What the task asks -> When the line containing "spot the school logo patch on shirt." is found in the data below, copy it and each line after it through the line containing "spot the grass.", exactly and with no others.

[Excerpts from a dataset]
◇ ◇ ◇ ◇ ◇
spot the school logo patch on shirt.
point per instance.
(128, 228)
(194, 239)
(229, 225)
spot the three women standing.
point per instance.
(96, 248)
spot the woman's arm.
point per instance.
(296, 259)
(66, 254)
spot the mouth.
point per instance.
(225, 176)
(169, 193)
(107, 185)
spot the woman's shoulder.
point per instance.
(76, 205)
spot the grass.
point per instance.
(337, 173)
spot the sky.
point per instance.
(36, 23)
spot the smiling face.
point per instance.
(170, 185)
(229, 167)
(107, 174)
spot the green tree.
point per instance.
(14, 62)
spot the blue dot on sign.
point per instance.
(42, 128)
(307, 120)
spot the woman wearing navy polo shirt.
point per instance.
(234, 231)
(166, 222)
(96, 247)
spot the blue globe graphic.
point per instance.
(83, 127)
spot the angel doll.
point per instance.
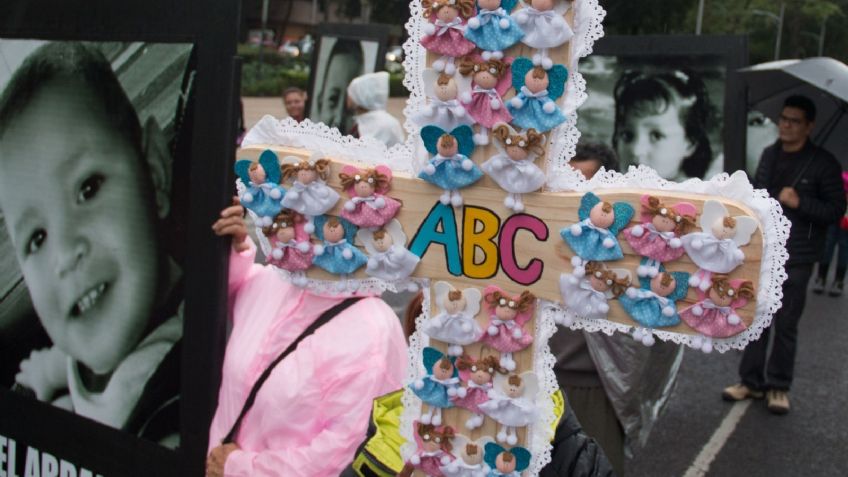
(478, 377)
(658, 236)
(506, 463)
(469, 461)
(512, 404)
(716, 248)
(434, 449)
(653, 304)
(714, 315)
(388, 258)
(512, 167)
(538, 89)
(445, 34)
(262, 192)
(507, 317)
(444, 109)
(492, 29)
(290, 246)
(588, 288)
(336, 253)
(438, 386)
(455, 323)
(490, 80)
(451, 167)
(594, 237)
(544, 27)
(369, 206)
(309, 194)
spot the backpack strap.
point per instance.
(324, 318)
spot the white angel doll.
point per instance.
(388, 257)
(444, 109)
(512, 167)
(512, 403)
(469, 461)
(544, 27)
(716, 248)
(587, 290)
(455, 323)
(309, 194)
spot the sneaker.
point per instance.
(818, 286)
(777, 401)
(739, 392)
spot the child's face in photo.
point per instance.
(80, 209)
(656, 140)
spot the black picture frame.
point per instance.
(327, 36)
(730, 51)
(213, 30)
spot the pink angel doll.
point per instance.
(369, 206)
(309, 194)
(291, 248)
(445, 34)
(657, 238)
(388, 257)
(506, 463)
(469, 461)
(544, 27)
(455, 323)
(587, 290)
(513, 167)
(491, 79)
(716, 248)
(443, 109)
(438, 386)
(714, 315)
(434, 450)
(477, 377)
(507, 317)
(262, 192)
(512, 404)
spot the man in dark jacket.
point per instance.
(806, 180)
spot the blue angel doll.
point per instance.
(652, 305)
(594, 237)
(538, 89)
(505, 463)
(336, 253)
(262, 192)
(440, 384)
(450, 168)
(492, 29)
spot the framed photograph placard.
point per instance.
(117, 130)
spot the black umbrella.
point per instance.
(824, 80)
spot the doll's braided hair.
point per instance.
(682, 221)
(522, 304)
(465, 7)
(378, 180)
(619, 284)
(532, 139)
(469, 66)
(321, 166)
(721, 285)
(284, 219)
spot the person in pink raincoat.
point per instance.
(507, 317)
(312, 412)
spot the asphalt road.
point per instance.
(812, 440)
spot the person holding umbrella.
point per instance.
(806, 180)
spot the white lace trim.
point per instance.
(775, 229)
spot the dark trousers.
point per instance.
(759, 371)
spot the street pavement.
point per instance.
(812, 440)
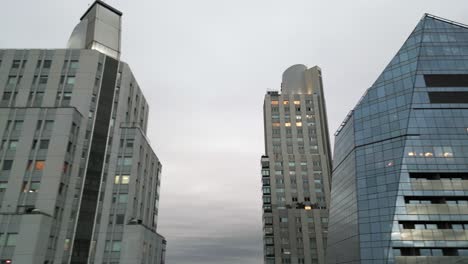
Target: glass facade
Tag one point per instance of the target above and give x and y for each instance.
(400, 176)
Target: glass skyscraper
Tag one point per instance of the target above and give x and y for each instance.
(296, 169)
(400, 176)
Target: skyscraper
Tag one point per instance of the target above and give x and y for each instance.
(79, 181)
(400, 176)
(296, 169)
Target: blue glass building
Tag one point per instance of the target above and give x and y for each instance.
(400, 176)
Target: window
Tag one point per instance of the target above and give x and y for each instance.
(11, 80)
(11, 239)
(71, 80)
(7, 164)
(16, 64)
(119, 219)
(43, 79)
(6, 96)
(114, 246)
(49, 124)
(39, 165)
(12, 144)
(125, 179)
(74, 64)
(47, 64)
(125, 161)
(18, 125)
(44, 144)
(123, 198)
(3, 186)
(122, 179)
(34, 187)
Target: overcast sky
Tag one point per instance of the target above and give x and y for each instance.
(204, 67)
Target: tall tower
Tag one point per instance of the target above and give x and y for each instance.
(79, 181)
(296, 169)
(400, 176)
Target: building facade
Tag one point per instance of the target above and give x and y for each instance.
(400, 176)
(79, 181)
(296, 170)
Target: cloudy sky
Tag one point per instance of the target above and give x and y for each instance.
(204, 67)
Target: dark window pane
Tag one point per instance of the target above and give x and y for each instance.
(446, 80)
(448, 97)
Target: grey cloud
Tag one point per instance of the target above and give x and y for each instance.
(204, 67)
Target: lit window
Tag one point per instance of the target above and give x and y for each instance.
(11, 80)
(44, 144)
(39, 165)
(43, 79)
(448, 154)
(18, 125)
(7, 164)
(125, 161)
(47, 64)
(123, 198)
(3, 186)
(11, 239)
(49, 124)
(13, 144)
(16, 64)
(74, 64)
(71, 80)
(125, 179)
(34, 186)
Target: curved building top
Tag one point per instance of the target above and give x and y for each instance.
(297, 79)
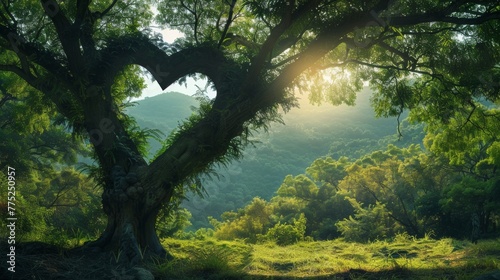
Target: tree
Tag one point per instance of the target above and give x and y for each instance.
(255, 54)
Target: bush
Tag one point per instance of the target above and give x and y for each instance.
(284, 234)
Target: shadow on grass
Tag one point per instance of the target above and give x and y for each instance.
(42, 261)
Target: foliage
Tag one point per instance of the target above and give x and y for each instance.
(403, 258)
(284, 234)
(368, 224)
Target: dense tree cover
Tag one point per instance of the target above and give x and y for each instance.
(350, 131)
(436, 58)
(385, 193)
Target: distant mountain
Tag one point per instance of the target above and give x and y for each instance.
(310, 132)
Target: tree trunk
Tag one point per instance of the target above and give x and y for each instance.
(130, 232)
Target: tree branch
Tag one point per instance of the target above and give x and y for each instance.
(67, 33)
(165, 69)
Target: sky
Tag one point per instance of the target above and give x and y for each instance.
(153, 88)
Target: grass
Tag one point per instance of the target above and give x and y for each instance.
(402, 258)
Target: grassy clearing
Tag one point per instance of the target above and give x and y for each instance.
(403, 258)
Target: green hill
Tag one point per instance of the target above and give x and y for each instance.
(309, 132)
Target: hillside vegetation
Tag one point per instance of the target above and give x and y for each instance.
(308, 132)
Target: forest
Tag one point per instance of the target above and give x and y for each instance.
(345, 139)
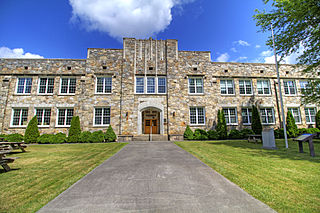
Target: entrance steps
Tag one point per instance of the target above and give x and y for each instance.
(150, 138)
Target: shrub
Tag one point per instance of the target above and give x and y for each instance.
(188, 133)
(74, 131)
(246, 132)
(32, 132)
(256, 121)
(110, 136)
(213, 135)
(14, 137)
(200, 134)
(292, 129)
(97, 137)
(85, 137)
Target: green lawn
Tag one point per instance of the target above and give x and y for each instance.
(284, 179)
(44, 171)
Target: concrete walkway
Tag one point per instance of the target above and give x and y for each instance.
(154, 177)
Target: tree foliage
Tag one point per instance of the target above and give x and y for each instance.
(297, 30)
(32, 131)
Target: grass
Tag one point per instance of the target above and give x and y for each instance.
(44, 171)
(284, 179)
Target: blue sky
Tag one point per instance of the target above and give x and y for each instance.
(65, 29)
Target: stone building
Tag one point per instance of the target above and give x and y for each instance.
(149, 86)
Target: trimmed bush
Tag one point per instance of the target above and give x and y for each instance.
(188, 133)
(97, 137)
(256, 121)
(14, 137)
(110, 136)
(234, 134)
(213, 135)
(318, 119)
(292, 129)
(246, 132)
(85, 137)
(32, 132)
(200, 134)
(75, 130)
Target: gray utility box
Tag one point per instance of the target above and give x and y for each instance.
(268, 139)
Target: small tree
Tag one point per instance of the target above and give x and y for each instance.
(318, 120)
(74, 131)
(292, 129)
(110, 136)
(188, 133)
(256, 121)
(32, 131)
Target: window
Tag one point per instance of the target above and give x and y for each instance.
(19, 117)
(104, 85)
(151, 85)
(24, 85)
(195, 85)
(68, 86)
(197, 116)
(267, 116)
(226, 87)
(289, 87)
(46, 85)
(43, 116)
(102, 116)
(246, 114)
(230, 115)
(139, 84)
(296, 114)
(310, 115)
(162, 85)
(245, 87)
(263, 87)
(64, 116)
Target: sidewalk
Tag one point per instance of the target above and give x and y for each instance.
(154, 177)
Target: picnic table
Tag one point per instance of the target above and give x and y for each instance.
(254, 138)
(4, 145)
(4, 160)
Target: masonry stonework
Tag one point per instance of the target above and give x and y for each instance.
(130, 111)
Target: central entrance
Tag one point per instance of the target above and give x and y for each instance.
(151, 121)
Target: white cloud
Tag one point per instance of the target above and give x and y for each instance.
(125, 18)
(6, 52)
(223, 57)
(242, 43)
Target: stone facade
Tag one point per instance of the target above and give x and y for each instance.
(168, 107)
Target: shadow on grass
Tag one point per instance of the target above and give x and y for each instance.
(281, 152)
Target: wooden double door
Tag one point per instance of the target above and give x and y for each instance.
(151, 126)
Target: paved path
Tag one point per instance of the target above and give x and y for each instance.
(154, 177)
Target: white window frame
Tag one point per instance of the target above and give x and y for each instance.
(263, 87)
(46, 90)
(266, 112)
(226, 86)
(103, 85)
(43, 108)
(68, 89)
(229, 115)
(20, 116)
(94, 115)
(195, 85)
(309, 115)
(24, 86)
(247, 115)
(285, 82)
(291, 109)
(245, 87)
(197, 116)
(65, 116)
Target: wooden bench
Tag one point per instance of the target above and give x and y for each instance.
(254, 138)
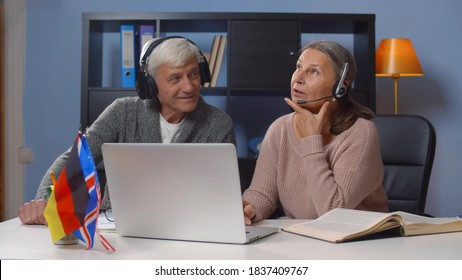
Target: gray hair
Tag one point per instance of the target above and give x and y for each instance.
◇ ◇ ◇ ◇ ◇
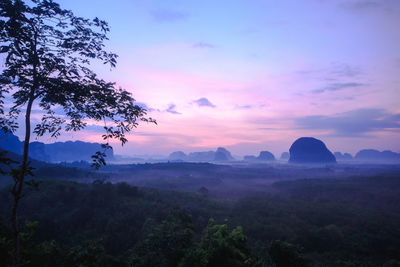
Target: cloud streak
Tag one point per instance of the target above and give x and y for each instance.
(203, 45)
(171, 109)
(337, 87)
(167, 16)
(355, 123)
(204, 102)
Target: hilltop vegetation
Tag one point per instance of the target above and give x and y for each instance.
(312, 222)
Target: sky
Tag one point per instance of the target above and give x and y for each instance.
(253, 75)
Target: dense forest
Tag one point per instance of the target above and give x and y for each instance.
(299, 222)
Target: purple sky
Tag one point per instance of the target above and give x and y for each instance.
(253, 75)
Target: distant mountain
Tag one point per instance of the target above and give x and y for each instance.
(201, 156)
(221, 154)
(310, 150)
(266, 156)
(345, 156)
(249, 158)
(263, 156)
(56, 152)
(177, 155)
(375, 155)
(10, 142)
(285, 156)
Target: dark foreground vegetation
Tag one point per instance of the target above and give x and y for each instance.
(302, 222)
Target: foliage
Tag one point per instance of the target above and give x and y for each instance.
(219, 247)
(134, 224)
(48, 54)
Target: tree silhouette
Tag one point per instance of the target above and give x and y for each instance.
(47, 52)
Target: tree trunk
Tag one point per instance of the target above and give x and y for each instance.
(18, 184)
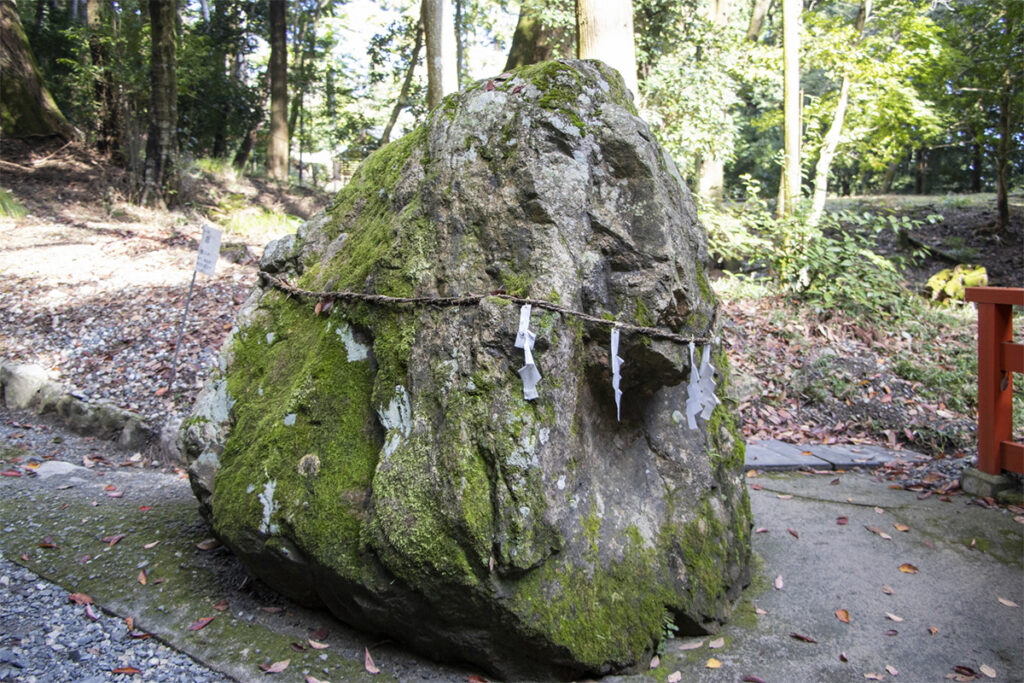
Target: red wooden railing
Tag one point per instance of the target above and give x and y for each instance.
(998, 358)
◇ ◇ ◇ ◇ ◇
Task answer ->
spot the school logo patch on shirt.
point per instance.
(128, 228)
(194, 239)
(229, 225)
spot the three women standing.
point per instance.
(96, 248)
spot the woman's arm.
point per instance.
(296, 259)
(66, 254)
spot the mouth.
point per instance.
(225, 176)
(169, 193)
(107, 185)
spot the woman's shoulder.
point per instance.
(76, 205)
spot the grass.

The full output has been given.